Building Chandamama Kathalu
"Language is not a mere string of words. It has a suggestive power well beyond the lexical meaning"-Ngũgĩ wa Thiong'o
When we were first pitching for volunteers to help us build the dataset for Chandamama, one of the first questions I was asked was, “Why? Why do we need a Telugu LLM? Isn’t ChatGPT with English good enough”
I thought it was a very good question. The most important questions is always “Why”. We can answer questions like What is life, How is life formed etc. But answering Why is life formed takes it into the philosophical domain. Same here. Why should we spend so much time and effort and money to try to build an LLM in Telugu language.
Rather than philosophy, I will write a couple of quotes which resonated with me and also answers the question of Why?
"Language is not a mere string of words. It has a suggestive power well beyond the lexical meaning" -Ngũgĩ wa Thiong'o
“Learning for a colonial child became a cerebral activity. Not an emotionally felt experience”-Ngũgĩ wa Thiong'o
The first quote explains about the suggestive power of language and no matter how great you are at English, the suggestive power of your mother tongue will always be much more than that of English. That’s because you learn aboout the natural world in your mother tongue. And that is why for me
పదండి ముందుకు ,
పదండి త్రొసుకు,
పొదాం పై పై కి,
Will always be more powerful than
Go forward,
Go pushing,
Lets go higher.
The second quote is much more impactful. It finally puts to words exactly what I felt learning in an English medium school. It was not an emotional experience. It was a cerebral activity. Too many neurons were used to convert the medium of communication into my language and then understand the concept. I became better at doing this as I grew up, but I will always be a colonial child unless I am free of the colonial language.
I am beyond saving, but thanks to AI, I believe that future generations can choose the language of their choice and people will not be discsriminated based on what language they know best.
With this in mind we set about trying to build a small LM in telugu to showcase a proof of concept of the pipeline. We proved 3 things during this exercise.

### DATASET RECORDS:

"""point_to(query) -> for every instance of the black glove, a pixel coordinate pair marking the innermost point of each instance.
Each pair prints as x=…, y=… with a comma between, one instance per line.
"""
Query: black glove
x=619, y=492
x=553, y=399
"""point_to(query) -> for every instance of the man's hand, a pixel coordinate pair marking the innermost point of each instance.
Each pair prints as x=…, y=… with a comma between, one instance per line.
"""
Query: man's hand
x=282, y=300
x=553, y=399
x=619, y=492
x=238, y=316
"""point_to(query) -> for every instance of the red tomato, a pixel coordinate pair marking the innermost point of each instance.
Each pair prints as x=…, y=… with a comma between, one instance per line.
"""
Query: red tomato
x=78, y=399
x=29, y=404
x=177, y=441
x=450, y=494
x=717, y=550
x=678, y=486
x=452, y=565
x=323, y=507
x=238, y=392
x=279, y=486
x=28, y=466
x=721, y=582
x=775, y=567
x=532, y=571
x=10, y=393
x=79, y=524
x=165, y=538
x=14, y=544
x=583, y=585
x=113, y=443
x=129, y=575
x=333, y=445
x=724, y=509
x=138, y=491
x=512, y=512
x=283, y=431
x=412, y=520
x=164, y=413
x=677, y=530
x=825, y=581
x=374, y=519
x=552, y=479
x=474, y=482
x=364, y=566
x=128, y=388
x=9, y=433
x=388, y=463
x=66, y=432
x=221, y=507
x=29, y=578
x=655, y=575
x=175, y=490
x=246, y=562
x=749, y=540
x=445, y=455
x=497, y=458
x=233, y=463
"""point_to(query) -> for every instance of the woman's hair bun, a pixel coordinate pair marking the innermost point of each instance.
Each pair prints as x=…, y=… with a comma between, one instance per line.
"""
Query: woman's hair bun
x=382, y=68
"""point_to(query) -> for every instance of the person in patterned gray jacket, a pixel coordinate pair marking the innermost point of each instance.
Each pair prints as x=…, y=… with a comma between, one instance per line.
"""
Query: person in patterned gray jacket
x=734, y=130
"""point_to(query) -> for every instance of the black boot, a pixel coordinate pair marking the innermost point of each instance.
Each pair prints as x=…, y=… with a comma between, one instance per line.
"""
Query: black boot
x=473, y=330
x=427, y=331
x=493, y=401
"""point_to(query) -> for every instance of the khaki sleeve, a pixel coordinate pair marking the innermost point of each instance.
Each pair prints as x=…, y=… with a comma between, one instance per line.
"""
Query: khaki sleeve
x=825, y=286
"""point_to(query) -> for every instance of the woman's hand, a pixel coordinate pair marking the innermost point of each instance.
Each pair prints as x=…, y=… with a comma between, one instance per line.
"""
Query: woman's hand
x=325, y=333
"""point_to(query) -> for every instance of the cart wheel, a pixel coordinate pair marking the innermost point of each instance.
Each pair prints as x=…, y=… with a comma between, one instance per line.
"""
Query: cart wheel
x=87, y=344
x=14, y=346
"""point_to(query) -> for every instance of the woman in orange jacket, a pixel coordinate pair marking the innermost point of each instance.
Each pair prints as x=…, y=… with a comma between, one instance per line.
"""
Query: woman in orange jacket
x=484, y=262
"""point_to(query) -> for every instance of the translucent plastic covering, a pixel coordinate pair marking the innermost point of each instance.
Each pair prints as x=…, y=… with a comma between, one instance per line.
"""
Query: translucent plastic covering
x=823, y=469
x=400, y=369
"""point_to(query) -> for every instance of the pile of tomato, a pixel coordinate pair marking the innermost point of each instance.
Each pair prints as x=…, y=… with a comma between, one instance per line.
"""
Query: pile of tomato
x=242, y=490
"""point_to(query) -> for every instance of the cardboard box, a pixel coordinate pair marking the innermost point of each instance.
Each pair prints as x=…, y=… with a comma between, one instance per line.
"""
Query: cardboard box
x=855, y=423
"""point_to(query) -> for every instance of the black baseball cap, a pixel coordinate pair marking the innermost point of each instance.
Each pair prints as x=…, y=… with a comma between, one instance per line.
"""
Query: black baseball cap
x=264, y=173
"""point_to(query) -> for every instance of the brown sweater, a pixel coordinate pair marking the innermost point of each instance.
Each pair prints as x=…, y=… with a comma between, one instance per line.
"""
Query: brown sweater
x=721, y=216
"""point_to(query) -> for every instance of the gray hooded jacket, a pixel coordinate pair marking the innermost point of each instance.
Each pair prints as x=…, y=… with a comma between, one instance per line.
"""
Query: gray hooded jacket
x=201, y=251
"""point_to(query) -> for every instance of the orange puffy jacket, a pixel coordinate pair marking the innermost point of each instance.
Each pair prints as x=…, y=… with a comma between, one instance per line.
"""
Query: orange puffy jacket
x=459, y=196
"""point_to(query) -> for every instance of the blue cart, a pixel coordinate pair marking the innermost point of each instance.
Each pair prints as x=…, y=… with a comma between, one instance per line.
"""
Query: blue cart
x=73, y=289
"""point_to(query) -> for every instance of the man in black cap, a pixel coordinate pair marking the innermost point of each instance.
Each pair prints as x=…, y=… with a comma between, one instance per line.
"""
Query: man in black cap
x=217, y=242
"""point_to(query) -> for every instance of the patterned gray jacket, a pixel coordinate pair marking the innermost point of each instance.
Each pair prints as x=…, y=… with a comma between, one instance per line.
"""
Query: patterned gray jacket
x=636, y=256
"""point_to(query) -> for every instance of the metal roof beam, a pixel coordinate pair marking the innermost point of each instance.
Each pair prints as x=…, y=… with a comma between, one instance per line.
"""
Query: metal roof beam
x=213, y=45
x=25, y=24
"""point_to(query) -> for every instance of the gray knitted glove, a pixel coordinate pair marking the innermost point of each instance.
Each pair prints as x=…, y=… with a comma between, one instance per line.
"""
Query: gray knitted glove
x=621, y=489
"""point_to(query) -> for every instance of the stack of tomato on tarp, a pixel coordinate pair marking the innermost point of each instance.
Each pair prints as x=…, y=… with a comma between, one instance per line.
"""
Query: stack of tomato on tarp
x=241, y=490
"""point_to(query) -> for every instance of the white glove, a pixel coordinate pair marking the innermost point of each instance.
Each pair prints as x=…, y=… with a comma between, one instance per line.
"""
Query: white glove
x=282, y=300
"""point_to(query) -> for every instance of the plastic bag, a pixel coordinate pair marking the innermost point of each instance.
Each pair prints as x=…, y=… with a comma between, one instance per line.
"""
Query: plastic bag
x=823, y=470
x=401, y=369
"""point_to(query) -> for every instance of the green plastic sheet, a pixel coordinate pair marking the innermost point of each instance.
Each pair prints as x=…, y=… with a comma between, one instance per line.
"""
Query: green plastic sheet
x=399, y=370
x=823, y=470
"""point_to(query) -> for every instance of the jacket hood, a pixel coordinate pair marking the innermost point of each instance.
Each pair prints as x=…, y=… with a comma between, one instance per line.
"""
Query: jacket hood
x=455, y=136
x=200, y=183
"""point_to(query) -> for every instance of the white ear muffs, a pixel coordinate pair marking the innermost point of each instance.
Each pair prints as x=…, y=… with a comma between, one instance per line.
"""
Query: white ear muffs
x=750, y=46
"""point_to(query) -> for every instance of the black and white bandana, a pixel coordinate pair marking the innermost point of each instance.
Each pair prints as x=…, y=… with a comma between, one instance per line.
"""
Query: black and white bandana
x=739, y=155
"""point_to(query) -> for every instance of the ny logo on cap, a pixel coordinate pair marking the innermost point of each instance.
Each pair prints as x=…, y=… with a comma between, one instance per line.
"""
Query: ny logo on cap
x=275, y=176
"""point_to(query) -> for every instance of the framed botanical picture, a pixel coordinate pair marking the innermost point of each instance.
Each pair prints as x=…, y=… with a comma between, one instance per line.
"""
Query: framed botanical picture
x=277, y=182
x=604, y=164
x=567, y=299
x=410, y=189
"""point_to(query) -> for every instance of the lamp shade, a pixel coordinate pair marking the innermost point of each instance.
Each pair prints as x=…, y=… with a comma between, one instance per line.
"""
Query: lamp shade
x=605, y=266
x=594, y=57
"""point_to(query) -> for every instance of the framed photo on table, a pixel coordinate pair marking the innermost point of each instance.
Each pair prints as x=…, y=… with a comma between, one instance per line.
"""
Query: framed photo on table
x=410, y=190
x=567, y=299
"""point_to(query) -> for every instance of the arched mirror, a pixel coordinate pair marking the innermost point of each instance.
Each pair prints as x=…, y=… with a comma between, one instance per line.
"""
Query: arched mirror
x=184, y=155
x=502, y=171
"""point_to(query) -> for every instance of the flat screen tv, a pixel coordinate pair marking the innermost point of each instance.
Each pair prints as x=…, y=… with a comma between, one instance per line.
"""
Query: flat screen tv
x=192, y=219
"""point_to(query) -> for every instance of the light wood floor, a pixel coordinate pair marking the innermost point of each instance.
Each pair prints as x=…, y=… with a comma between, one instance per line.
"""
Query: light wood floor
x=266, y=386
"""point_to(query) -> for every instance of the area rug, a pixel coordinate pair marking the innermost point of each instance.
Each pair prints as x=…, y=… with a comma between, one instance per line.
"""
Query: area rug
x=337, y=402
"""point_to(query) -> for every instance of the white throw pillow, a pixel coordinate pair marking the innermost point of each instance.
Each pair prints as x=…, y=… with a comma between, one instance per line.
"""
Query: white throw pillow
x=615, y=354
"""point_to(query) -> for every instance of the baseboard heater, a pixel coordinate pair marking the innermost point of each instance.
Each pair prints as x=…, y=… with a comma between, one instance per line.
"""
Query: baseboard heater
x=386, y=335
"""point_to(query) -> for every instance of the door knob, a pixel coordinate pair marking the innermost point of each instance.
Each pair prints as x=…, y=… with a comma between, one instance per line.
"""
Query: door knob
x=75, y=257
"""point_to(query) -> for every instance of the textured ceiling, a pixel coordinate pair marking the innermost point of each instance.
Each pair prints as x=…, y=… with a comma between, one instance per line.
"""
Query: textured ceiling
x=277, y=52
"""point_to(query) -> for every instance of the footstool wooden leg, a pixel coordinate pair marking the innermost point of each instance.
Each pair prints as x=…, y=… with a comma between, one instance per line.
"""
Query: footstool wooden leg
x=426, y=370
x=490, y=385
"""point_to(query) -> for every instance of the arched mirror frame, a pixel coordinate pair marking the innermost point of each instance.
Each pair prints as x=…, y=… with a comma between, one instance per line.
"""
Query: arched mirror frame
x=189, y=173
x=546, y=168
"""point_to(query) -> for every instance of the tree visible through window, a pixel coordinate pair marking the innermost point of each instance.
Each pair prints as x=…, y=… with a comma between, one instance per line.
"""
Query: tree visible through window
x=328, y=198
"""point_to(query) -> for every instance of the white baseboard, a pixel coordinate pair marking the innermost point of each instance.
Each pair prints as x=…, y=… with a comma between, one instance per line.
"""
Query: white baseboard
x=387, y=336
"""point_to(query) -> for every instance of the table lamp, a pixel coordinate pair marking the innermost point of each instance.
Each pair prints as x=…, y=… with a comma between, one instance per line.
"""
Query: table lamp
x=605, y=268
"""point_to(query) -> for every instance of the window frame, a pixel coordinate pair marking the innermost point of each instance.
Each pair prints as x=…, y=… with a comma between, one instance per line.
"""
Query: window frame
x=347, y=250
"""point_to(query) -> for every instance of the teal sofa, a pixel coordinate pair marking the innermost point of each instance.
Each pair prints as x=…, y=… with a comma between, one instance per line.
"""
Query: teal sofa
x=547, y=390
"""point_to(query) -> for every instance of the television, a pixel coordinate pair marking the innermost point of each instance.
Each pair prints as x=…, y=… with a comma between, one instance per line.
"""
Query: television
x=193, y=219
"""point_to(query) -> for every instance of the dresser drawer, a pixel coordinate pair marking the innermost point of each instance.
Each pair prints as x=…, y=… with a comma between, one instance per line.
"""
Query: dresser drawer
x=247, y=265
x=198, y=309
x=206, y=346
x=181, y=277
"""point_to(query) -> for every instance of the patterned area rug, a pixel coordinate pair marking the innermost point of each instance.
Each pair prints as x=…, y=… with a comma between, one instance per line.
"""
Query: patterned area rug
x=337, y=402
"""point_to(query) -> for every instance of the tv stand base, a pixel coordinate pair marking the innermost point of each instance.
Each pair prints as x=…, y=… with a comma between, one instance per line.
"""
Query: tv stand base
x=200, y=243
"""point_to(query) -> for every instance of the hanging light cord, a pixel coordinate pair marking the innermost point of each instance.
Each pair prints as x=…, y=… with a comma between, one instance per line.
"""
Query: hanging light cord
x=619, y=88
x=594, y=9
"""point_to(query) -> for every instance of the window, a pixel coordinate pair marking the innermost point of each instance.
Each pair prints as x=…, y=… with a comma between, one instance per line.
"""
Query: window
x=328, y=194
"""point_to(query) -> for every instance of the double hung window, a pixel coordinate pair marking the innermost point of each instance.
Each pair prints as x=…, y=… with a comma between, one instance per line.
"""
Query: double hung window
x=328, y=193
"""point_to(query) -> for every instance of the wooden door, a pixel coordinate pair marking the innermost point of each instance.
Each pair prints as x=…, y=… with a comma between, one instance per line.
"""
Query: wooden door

### TASKS TO COMPLETE:
**A.** Answer these questions about the Chandamama Kathalu post, one answer per line:
(i) Which chatbot did the volunteer ask about, as a possible alternative to a Telugu LLM?
(ii) Whom does the writer quote?
(iii) What kind of school did the writer attend?
**B.** Repeat everything in the Chandamama Kathalu post from "I am beyond" down to "they know best.".
**C.** Write the next part of the post on building the Telugu model Chandamama Kathalu, starting right after its last sentence.

### ANSWERS FOR THIS EXERCISE:
**A.**
(i) ChatGPT, used with English.
(ii) Ngũgĩ wa Thiong'o.
(iii) An English medium school.

**B.**
I am beyond saving, but thanks to AI, I believe that future generations can choose the language of their choice and people will not be discsriminated based on what language they know best.

**C.**
The power of students in India is immense. It just has to be guided in the right direction. This was evident in the fact that we planned and executed getting 10,000 students from various colleges onto a single platform and making them create 40,000 stories in 4 hours. We were pleasently surprised by the success of this. Now we are planning multiple datathons this year to create many more open source datasets.
Creating open datasets is the way to go. By creating the dataset and releasing it as open source the reach is that much higher. Now all academy, startups, IT industry, Government can use this dataset and build models as per their needs. This also proved that small language models are good enough for specific tasks.
Love for local languages is immense. Just the fact that this whole exercise took around a month and seeing how people from different industries got together to create and launch this model gives us great hope that almost everyone wants local language models to succeed. A side effect of this experiment was the renewed interest in Telugu stories and renewed interest in Chandamama.
Thanks to the success of the Chandamama Kathalu experiment we will now be seeing a lot more activity in the open source AI movement. Gaurav Raina(Garuav was one of the initial idea creator for Chandamama Kathalu) and team from IIT-M will now take this experiment pan India.
Chandamam is not just a word. It’s an emotion.